> **Dataset rows**:
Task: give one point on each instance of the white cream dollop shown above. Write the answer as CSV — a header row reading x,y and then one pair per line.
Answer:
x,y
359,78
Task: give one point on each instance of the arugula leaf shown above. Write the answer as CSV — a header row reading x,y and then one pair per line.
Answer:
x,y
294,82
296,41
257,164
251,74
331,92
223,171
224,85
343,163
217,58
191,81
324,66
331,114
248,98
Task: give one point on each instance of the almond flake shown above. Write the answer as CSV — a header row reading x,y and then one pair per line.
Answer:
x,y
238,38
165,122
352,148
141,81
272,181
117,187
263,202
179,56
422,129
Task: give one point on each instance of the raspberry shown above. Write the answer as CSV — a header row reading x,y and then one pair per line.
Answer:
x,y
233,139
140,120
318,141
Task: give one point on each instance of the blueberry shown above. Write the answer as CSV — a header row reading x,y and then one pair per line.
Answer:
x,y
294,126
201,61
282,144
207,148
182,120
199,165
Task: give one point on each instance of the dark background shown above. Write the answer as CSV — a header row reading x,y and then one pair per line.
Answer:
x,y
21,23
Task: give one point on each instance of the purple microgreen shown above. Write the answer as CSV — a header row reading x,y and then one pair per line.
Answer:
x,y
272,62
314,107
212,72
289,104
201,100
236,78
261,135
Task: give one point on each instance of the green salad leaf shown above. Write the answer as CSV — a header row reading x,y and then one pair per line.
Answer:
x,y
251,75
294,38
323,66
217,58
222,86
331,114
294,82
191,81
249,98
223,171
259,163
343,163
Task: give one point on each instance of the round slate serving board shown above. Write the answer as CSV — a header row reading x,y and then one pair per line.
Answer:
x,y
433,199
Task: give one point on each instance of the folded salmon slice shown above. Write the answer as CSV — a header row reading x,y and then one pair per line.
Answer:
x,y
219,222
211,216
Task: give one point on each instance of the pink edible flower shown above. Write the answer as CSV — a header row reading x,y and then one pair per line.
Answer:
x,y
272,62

> **Task objective**: Please copy all of the records above word for word, keeping every line as it is.

> **Response**:
Task: give one point on each instance of the white cream dollop shown above. Write the answer as CSV — a header row reading x,y and then one pair per line.
Answer:
x,y
359,78
Task: give one point on each instance of the arugula leaf shown above. Write the answer as CSV — a header row reading x,y and then one pair per line.
Answer:
x,y
294,82
296,41
257,164
251,74
331,92
223,171
224,85
343,163
217,58
191,81
324,66
331,114
248,98
Task: give one point on each instance of the almond flake shown above. Write the answer as CSV — a header row reading x,y and then one pair per line.
Answer:
x,y
238,38
165,122
352,148
141,81
272,181
117,187
263,202
179,56
422,129
Task: give one point on each instance of the raspberry shown above. Write the answer as CSV — a header row reading x,y and then one pair per line.
Answer:
x,y
233,139
140,120
318,141
Task: give one point on each instance of the blueberry shown above. Write the answer as CSV — a header row reading x,y and then one pair per line.
Answer:
x,y
294,126
201,61
282,144
207,148
182,120
199,165
Task: give one point on each instance of the dark background shown above. Write the answer as CSV — a header row reading x,y and then one pair per line.
Answer:
x,y
21,23
Task: give one point on each instance of the purple microgreen shown above. Write the answer as CSV — a header row reading x,y and then one pair per line.
Answer:
x,y
272,62
314,107
212,72
289,104
201,100
236,78
261,135
Task: give one point on each instance of the green salad leaf shown above. Write the answer as CSV — a header row reading x,y and then one pair per line.
Answer:
x,y
251,75
294,38
323,66
217,58
222,86
331,114
294,82
191,81
249,98
223,171
259,163
343,163
Task: give one point on each instance of the round slate serving board shown above. Write the answer as CSV — a header row reading x,y and then one pair per line.
Answer:
x,y
433,199
Task: give one point on each instance of the folded salmon slice shown above. Write the answer as CSV — a header row reading x,y and then one pair per line.
Answer:
x,y
219,222
211,216
Task: give one point on each instance of the pink edible flower shown above. Write the answer as CSV — a header row reading x,y and then one pair per line.
Answer:
x,y
272,62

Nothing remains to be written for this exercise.